FRAGMENTO DEL TEXTO -
★ ★ ★ ★ ★

El 20 de diciembre, la campaña contra Noriega había pasado de ser algo
incidental –los policías de Keystone Kops trastabillando en la oscuridad–
a ser una acción transformadora: la administración Bush acabaría rehaciendo el
gobierno panameño y, de paso, la ley internacional.
.... encienden un fuego arrasador
Cheney
no estaba equivocado cuando hablé de “clamor e indignación”. Todos los países de
la Organización de Estados Americanos –excepto Estados Unidos– votaron en contra
de la invasión de Panamá, pero en ese momento nada podría haber importado menos.
Lo que
cambió todo fue la caída del Muro de Berlín justo un mes antes de la invasión.
Paradójicamente, mientras la influencia de la Unión Soviética en su “patio
trasero” (la Europa oriental) se deshilachaba, Washington se vio con más margen
de maniobra en su propio “patio trasero” (América latina). Además, el colapso
del comunismo soviético brindó a la Casa Blanca una oportunidad para avanzar en
una ofensiva de contenido ideológico y moral. Y sucedió que en ese momento la
invasión de Panamá estaba en primera línea.

★ ★ ★ ★ ★

LISTADO DE DATOS -
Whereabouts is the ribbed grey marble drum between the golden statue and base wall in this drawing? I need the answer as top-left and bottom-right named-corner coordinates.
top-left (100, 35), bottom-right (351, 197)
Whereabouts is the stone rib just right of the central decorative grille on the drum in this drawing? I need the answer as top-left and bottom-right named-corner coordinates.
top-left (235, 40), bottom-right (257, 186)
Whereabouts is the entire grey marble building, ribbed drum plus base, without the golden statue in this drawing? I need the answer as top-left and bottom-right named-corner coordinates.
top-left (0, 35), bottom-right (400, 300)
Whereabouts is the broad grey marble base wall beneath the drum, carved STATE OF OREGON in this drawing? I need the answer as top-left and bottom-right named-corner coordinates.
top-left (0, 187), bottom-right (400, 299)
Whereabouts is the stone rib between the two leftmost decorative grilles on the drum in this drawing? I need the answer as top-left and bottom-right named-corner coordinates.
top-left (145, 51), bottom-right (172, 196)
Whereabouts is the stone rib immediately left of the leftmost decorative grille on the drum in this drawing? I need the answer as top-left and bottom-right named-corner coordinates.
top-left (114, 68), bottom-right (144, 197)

★ ★ ★ ★ ★

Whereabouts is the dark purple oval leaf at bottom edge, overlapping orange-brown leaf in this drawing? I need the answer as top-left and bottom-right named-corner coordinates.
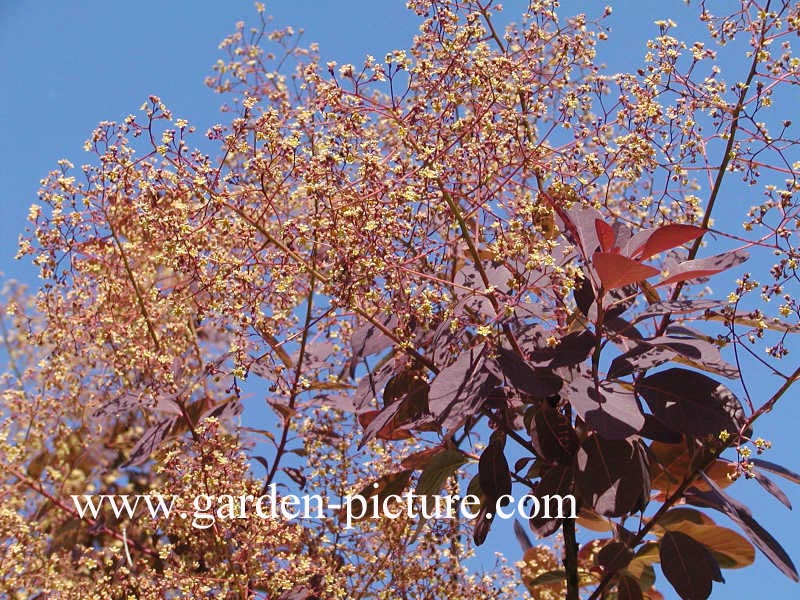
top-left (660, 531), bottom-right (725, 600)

★ ★ ★ ★ ★

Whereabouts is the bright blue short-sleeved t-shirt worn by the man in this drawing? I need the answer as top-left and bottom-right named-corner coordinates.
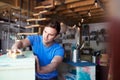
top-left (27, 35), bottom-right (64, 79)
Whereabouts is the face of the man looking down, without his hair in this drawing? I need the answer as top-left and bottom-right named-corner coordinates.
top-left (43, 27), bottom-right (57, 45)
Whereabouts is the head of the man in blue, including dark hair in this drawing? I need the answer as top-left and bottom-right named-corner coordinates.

★ ★ ★ ★ ★

CONSIGNA 1 - Según el texto sobre la invasión de Panamá, ¿qué acontecimiento ocurrió justo un mes antes de la invasión?
CONSIGNA 2 - Transcribe del texto sobre la invasión de Panamá el pasaje que se abre con las palabras que contienen "El 20 de diciembre, la" y se cierra con "haber importado menos.".
CONSIGNA 3 - ¿Puedes resumir en una sola oración, sin perder sus datos principales, el párrafo del texto sobre la invasión de Panamá que comienza con "El 20 de diciembre"?

RESPUESTA 1 - La caída del Muro de Berlín.

RESPUESTA 2 -
El 20 de diciembre, la campaña contra Noriega había pasado de ser algo
incidental –los policías de Keystone Kops trastabillando en la oscuridad–
a ser una acción transformadora: la administración Bush acabaría rehaciendo el
gobierno panameño y, de paso, la ley internacional.
.... encienden un fuego arrasador
Cheney
no estaba equivocado cuando hablé de “clamor e indignación”. Todos los países de
la Organización de Estados Americanos –excepto Estados Unidos– votaron en contra
de la invasión de Panamá, pero en ese momento nada podría haber importado menos.

RESPUESTA 3 - Para el 20 de diciembre, la campaña contra Noriega había dejado de ser algo incidental para convertirse en una acción transformadora con la que la administración Bush acabaría rehaciendo el gobierno panameño y la ley internacional.